[Start of PAGE TEXT]

11  Some Probability Rules

11.1 Multiplication rule

  • Recall the multiplication rule: \[\begin{align*} \text{P}(A \cap B) & = \text{P}(A|B)\text{P}(B)\\ & = \text{P}(B|A)\text{P}(A) \end{align*}\]
  • The multiplication rule says that you should think “multiply” when you see “and”. However, be careful about what you are multiplying: to find a joint probability you need an marginal (i.e., unconditional) probability and an appropriate conditional probability.
  • The multiplication rule is useful in situations where conditional probabilities are easier to obtain directly than joint probabilities.
  • The multiplication rule extends naturally to more than two events (though the notation gets messy). For three events, we have \[ \text{P}(A_1 \cap A_2 \cap A_3) = \text{P}(A_1)\text{P}(A_2|A_1)\text{P}(A_3|A_1\cap A_2) \]
  • And in general, \[ \text{P}(A_1\cap A_2 \cap A_3 \cap A_4 \cap \cdots) = \text{P}(A_1)\text{P}(A_2|A_1)\text{P}(A_3|A_1\cap A_2)\text{P}(A_4|A_1\cap A_2 \cap A_3)\cdots \]
  • The multiplication rule is useful for computing probabilities of events that can be broken down into component “stages” where conditional probabilities at each stage are readily available. At each stage, condition on the information about all previous stages.

Example 11.1 The birthday problem concerns the probability that at least two people in a group of \(n\) people have the same birthday. Ignore multiple births and February 29 and assume that the other 365 days are all equally likely1.

  1. If \(n=30\), what do you think the probability that at least two people share a birthday is: 0-20%, 20-40%, 40-60%, 60-80%, 80-100%? How large do you think \(n\) needs to be in order for the probability that at least two people share a birthday to be larger than 0.5? Just make guesses before proceeding to calculations.




  2. Now consider \(n=3\) people, labeled 1, 2, and 3. What is the probability that persons 1 and 2 have different birthdays?




  3. What is the probability that persons 1, 2, and 3 all have different birthdays given that persons 1 and 2 have different birthdays?




  4. What is the probability that persons 1, 2, and 3 all have different birthdays?




  5. When \(n = 3\), what is the probability that at least two people share a birthday?




  6. For \(n=30\), find the probability that at least two people have the same birthday.

[End of PAGE TEXT]

→ THE TASKS:
1 > Count the lines in the entries that contain the string "blue", treating uppercase and lowercase as different, and give only that number.
2 > Continue the probability rules text from the point where it ends.

[Start of DATA ROWS]

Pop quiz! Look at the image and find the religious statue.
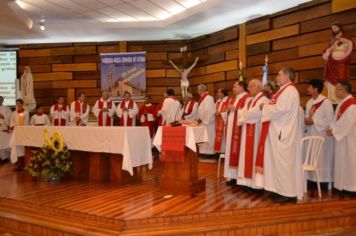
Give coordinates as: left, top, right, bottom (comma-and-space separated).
21, 66, 36, 112
169, 51, 199, 97
323, 22, 354, 103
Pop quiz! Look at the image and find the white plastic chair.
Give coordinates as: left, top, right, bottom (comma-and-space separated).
302, 136, 324, 198
217, 153, 225, 178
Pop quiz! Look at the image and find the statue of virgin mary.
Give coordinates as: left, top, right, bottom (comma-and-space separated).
21, 66, 36, 112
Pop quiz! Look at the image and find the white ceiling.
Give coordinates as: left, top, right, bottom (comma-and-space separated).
0, 0, 309, 45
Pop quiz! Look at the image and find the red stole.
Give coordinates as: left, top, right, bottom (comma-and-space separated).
98, 99, 112, 126
309, 99, 325, 117
256, 83, 294, 172
198, 92, 209, 106
74, 101, 87, 125
336, 97, 356, 120
35, 112, 45, 126
324, 34, 354, 86
120, 100, 133, 126
16, 108, 25, 114
161, 126, 186, 162
214, 98, 230, 152
183, 99, 195, 119
229, 94, 249, 168
244, 93, 265, 179
53, 103, 67, 126
139, 104, 156, 138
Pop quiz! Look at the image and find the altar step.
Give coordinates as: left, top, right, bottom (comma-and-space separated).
0, 198, 124, 236
120, 200, 356, 236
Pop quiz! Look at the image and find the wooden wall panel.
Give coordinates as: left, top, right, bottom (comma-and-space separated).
246, 24, 299, 45
19, 0, 356, 111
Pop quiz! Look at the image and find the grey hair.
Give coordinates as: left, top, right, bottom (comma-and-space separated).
198, 84, 208, 91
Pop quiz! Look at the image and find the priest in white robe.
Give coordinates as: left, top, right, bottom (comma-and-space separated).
160, 88, 180, 125
197, 84, 215, 155
30, 105, 51, 126
237, 79, 269, 189
116, 91, 138, 126
10, 99, 30, 130
10, 99, 30, 171
224, 81, 249, 185
256, 67, 303, 203
93, 91, 116, 126
0, 96, 11, 131
178, 92, 198, 120
70, 94, 90, 126
303, 79, 334, 183
214, 88, 230, 153
50, 96, 70, 126
0, 96, 11, 162
328, 81, 356, 196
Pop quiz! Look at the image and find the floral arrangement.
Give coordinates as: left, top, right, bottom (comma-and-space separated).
26, 128, 72, 181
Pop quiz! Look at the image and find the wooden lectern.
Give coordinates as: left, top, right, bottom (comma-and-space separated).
160, 145, 205, 196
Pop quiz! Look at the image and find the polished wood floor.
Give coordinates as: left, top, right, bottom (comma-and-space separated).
0, 158, 356, 235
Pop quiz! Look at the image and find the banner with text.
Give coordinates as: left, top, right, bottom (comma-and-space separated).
100, 52, 146, 99
0, 51, 17, 106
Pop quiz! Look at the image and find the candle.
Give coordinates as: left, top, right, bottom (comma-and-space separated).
18, 113, 25, 125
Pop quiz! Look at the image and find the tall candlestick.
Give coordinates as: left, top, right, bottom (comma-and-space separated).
18, 113, 25, 126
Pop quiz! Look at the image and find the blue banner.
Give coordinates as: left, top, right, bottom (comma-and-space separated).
100, 52, 146, 99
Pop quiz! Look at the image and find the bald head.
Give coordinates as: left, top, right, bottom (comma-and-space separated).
248, 79, 262, 96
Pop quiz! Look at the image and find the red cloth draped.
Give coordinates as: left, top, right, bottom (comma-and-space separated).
98, 99, 112, 126
74, 101, 87, 125
162, 126, 186, 162
336, 98, 356, 120
229, 94, 249, 168
214, 98, 230, 152
139, 104, 156, 138
324, 34, 354, 85
53, 103, 67, 126
256, 83, 294, 170
198, 92, 209, 106
244, 93, 265, 179
120, 100, 133, 126
154, 102, 163, 126
16, 108, 25, 114
183, 100, 195, 119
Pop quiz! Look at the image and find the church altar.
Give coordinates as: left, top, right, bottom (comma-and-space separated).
153, 126, 209, 196
10, 126, 153, 184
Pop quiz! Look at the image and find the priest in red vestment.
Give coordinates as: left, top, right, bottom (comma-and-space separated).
50, 96, 69, 126
116, 91, 138, 126
138, 96, 156, 138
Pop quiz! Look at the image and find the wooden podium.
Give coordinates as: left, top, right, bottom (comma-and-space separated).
24, 146, 142, 185
160, 145, 205, 196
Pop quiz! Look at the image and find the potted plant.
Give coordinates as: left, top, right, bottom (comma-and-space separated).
26, 128, 72, 182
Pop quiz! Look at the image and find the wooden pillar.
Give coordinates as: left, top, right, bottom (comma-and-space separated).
119, 41, 127, 52
238, 23, 247, 68
331, 0, 356, 13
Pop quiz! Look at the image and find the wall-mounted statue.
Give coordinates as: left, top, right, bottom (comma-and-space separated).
323, 22, 354, 103
21, 66, 36, 112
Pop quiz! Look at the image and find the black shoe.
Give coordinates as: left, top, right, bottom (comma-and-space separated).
342, 191, 356, 198
226, 179, 236, 186
250, 188, 264, 194
273, 196, 297, 204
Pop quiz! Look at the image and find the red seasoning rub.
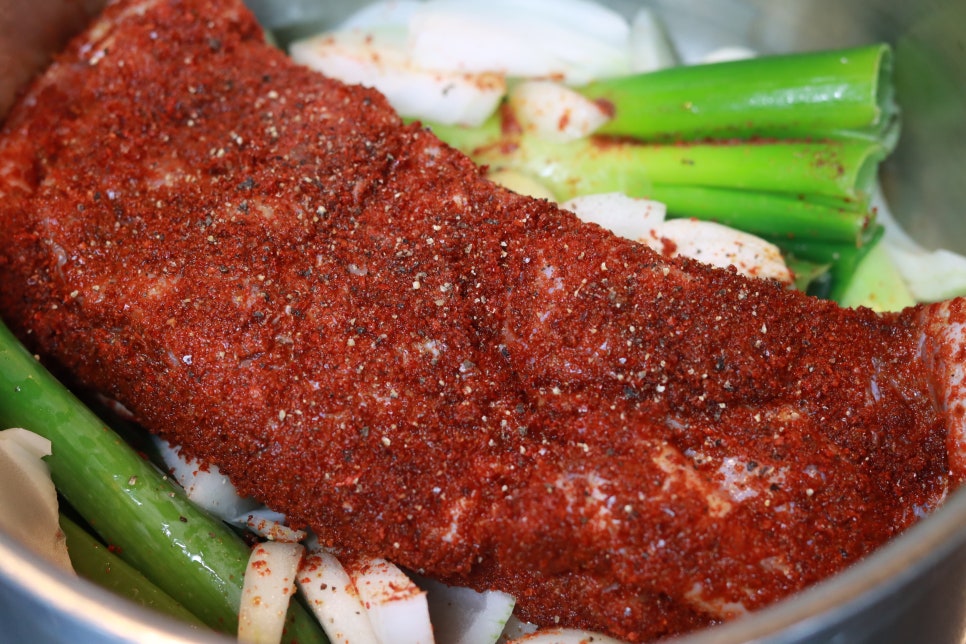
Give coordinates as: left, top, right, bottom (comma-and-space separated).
0, 0, 966, 640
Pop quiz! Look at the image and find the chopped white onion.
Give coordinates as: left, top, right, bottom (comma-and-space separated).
486, 168, 556, 201
497, 615, 538, 644
410, 0, 630, 84
289, 30, 506, 126
345, 559, 434, 644
699, 45, 758, 63
629, 7, 679, 73
335, 0, 424, 33
509, 81, 610, 141
660, 219, 794, 284
561, 192, 667, 241
872, 186, 966, 302
155, 439, 259, 522
0, 428, 73, 572
238, 541, 304, 644
235, 507, 306, 543
416, 577, 516, 644
298, 545, 379, 644
563, 192, 793, 284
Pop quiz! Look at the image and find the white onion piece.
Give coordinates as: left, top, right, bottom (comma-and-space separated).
0, 428, 74, 572
409, 0, 630, 84
699, 45, 758, 63
155, 439, 259, 522
509, 81, 610, 142
660, 219, 794, 284
510, 628, 624, 644
335, 0, 423, 34
561, 192, 667, 241
497, 615, 539, 644
872, 185, 966, 302
289, 30, 506, 126
563, 192, 794, 284
628, 7, 679, 73
416, 578, 516, 644
298, 546, 379, 644
238, 541, 305, 644
345, 558, 434, 644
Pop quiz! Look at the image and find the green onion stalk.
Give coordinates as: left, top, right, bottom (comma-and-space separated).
429, 44, 899, 300
0, 323, 327, 644
578, 44, 898, 148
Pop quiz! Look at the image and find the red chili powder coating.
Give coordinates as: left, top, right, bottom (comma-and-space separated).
0, 0, 950, 640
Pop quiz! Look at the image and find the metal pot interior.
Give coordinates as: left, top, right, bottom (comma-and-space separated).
0, 0, 966, 644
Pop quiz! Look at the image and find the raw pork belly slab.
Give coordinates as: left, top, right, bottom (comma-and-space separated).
0, 0, 966, 640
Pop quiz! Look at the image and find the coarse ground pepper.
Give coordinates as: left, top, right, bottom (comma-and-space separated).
0, 0, 958, 640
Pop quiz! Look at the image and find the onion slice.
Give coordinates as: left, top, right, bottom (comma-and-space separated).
0, 428, 73, 572
563, 192, 794, 285
289, 30, 506, 126
298, 546, 379, 644
416, 577, 516, 644
155, 438, 259, 522
344, 558, 434, 644
508, 80, 610, 142
238, 541, 305, 644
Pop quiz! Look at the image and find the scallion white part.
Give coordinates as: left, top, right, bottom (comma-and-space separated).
660, 219, 794, 285
344, 558, 434, 644
289, 30, 506, 126
508, 81, 610, 141
561, 192, 667, 241
0, 428, 74, 572
238, 541, 304, 644
872, 186, 966, 302
409, 0, 630, 84
628, 7, 679, 74
298, 545, 379, 644
563, 192, 794, 285
416, 577, 516, 644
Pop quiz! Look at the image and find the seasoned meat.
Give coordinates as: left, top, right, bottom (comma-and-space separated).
0, 0, 966, 640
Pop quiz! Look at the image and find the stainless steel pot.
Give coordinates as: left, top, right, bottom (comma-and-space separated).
0, 0, 966, 644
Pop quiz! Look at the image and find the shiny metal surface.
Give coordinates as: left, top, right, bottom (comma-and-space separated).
0, 0, 966, 644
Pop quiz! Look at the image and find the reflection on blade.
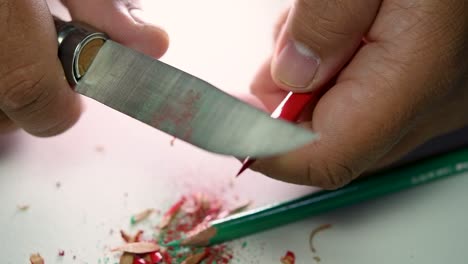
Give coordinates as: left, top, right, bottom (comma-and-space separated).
76, 41, 316, 157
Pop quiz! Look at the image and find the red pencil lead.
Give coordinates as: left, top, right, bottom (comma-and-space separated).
236, 157, 255, 177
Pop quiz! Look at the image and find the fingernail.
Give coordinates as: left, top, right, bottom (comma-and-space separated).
128, 8, 152, 24
273, 41, 320, 89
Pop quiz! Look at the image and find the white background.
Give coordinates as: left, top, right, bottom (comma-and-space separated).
0, 0, 468, 264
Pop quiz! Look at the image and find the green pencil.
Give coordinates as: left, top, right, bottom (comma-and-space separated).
167, 149, 468, 247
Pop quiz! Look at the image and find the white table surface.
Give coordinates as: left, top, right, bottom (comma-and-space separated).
0, 0, 468, 264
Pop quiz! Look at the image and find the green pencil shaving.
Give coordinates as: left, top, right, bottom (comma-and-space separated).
165, 148, 468, 247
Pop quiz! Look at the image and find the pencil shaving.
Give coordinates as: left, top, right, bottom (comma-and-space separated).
29, 253, 44, 264
309, 224, 332, 253
281, 251, 296, 264
119, 253, 135, 264
111, 242, 159, 254
182, 251, 208, 264
120, 230, 143, 243
16, 204, 29, 211
159, 197, 186, 229
131, 209, 155, 225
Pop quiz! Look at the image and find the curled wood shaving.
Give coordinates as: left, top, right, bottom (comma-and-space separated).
309, 224, 332, 253
182, 251, 208, 264
217, 200, 252, 219
119, 253, 135, 264
281, 251, 296, 264
16, 204, 29, 211
29, 253, 44, 264
120, 230, 143, 243
111, 242, 159, 254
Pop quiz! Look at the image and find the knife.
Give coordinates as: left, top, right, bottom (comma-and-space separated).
54, 18, 317, 158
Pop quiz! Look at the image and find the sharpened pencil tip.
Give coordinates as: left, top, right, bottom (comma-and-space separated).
236, 158, 255, 178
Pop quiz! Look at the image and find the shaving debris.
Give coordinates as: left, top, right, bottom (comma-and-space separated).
16, 204, 29, 211
112, 193, 250, 264
182, 251, 207, 264
119, 252, 134, 264
130, 208, 155, 225
281, 251, 296, 264
309, 224, 332, 253
120, 230, 143, 243
159, 197, 186, 229
29, 253, 44, 264
111, 242, 159, 254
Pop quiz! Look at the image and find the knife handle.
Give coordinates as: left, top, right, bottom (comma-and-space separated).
54, 16, 108, 86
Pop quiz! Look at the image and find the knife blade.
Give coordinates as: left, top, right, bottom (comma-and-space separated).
54, 18, 317, 158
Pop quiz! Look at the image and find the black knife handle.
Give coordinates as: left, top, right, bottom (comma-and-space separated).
54, 17, 108, 86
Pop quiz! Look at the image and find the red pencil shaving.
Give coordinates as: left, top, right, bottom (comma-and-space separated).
159, 197, 186, 229
236, 41, 365, 177
236, 92, 318, 177
281, 251, 296, 264
111, 242, 159, 254
120, 230, 143, 243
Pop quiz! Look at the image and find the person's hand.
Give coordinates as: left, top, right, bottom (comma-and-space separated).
251, 0, 468, 189
0, 0, 168, 136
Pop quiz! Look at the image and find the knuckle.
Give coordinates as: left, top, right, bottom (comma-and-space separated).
292, 0, 355, 45
308, 156, 357, 190
0, 64, 47, 112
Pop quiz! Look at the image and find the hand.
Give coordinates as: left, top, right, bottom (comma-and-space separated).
0, 0, 168, 136
251, 0, 468, 189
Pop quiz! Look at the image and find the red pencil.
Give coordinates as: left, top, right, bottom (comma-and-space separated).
236, 40, 366, 177
237, 81, 336, 176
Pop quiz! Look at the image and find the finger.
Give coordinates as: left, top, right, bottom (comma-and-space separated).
0, 111, 17, 134
231, 93, 268, 112
252, 0, 463, 189
250, 58, 287, 112
273, 8, 290, 43
62, 0, 169, 58
271, 0, 380, 92
0, 0, 80, 136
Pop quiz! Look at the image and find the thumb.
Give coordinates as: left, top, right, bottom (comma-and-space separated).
62, 0, 169, 58
271, 0, 381, 92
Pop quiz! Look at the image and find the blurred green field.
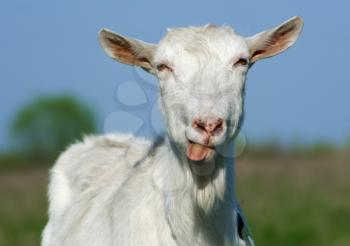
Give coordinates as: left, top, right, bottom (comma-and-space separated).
0, 153, 350, 246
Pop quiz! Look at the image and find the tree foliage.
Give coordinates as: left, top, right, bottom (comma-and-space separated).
11, 96, 96, 158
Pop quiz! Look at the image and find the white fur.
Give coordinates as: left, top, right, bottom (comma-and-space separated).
42, 16, 299, 246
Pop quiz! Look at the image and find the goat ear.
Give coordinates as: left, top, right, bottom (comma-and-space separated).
246, 16, 303, 63
99, 29, 156, 74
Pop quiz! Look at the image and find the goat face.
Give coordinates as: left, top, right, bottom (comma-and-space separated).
100, 17, 302, 174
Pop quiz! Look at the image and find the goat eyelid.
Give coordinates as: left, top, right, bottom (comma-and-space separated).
234, 57, 249, 66
156, 63, 173, 72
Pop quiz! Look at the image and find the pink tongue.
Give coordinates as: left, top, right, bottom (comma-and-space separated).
186, 143, 213, 161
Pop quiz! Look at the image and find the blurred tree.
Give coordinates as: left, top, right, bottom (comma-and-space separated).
11, 96, 96, 159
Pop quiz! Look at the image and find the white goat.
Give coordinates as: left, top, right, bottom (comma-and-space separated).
42, 17, 303, 246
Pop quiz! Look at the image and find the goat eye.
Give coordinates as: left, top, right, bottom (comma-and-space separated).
157, 64, 173, 72
235, 58, 248, 66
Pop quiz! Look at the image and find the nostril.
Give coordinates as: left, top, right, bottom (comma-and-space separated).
210, 119, 224, 135
192, 120, 207, 132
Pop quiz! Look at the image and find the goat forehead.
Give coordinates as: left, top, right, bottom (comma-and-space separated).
154, 25, 248, 65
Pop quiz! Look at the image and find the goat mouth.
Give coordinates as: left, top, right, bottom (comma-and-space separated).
186, 141, 215, 161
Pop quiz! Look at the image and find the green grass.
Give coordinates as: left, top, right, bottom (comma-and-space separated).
237, 154, 350, 246
0, 154, 350, 246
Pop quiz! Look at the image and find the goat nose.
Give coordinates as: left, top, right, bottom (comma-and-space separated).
192, 118, 225, 136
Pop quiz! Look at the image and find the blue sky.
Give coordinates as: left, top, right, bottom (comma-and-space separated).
0, 0, 350, 148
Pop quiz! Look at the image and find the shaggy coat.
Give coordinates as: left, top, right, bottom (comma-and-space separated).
42, 17, 302, 246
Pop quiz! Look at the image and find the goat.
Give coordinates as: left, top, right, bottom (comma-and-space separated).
42, 17, 303, 246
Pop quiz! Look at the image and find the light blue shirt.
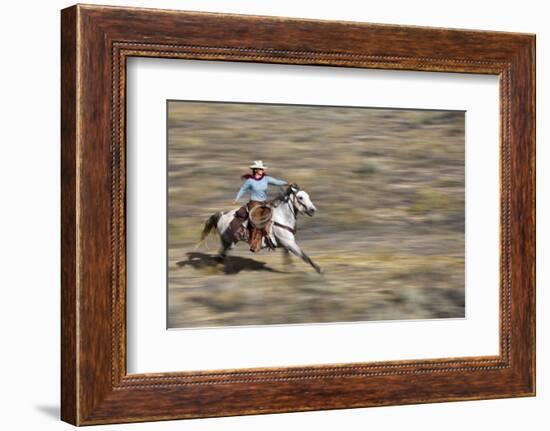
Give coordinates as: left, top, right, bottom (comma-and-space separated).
235, 175, 288, 201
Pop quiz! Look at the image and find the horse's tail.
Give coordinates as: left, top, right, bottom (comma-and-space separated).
199, 211, 223, 244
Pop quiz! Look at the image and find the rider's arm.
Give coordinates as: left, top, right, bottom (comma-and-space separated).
235, 180, 250, 201
267, 177, 288, 186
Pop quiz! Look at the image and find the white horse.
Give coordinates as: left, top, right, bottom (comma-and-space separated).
201, 185, 323, 274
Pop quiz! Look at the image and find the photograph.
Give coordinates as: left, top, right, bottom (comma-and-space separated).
166, 100, 466, 329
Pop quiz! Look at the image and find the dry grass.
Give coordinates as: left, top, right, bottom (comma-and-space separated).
168, 102, 464, 327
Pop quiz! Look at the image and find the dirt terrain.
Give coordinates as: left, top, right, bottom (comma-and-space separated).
168, 102, 465, 328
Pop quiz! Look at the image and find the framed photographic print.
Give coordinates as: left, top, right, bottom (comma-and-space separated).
61, 5, 535, 425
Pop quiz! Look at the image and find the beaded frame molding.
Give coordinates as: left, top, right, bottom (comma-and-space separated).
61, 5, 535, 425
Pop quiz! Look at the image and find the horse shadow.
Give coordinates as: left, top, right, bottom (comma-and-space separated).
176, 252, 283, 275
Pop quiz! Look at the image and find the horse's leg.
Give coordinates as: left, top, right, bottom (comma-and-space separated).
283, 247, 293, 266
284, 241, 323, 274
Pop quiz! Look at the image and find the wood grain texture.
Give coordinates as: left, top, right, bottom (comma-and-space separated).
61, 5, 535, 425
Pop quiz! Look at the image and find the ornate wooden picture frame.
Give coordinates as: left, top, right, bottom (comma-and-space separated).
61, 5, 535, 425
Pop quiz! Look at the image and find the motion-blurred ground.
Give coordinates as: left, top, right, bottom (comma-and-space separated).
168, 101, 464, 328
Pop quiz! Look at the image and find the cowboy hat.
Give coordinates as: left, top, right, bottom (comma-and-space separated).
249, 160, 267, 170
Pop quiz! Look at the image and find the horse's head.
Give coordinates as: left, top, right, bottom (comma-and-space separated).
287, 184, 317, 217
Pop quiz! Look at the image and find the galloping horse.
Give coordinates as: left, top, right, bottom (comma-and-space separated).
201, 185, 322, 273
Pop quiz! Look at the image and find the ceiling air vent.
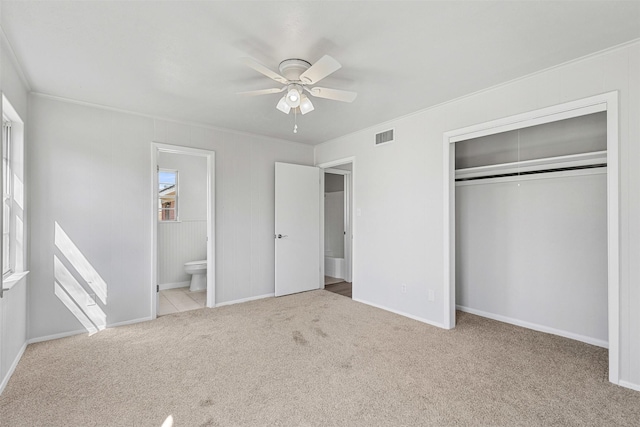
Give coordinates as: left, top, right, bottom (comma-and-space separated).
376, 129, 395, 145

[End of DATA ROWS]

→ ANSWERS TO EACH TASK:
1 > 3

2 >
  7. Write a clearly worded sentence interpreting the probability in the previous part as a long run relative frequency.




  8. When \(n=100\) the probability is about 0.9999997. If you are in a group of 100 people and no one shares your birthday, should you be surprised?




11.2 Law of total probability

Example 11.2 Each question on a multiple choice test has four options. You know with certainty the correct answers to 70% of the questions. For 20% of the questions, you can eliminate two of the incorrect choices with certainty, but you guess at random among the remaining two options. For the remaining 10% of questions, you have no idea and guess one of the four options at random.

Randomly select a question from this test. What is the probability that you answer the question correctly?

  1. Construct an appropriate twoway table and use it to find the probability of interest.




  2. For any given question on the exam, your probability of answering it correctly is either 1, 0.5, or 0.25, depending on if you know it, can eliminate two choices, or are just guessing. How does your probability of correcting answering a randomly selected question relate to these three values? Which value — 1, 0.5, or 0.25 —is the overall probability closest to, and why?




  • Law of total probability. If \(C_1,\ldots, C_k\) are disjoint with \(C_1\cup \cdots \cup C_k=\Omega\), then \[\begin{align*} \text{P}(A) & = \sum_{i=1}^k \text{P}(A \cap C_i)\\ & = \sum_{i=1}^k \text{P}(A|C_i) \text{P}(C_i) \end{align*}\]
  • The events \(C_1, \ldots, C_k\), which represent the “cases”, form a partition of the sample space; each outcome \(\omega\in\Omega\) lies in exactly one of the \(C_i\).
  • The law of total probability says that we can interpret the unconditional probability \(\text{P}(A)\) as a probability-weighted average of the case-by-case conditional probabilities \(\text{P}(A|C_i)\) where the weights \(\text{P}(C_i)\) represent the probability of encountering each case.

Example 11.3 Imagine a light that flashes every few seconds2. The light randomly flashes green with probability 0.75 and red with probability 0.25, independently from flash to flash.

  1. Write down a sequence of G’s (for green) and R’s (for red) to predict the colors for the next 40 flashes of this light. Before you read on, please take a minute to think about how you would generate such a sequence yourself.




  2. Most people produce a sequence that has 30 G’s and 10 R’s, or close to those proportions, because they are trying to generate a sequence for which each outcome has a 75% chance for G and a 25% chance for R. That is, they use a strategy in which they predict G with probability 0.75, and R with probability 0.25. How well does this strategy do? Compute the probability of correctly predicting any single item in the sequence using this strategy.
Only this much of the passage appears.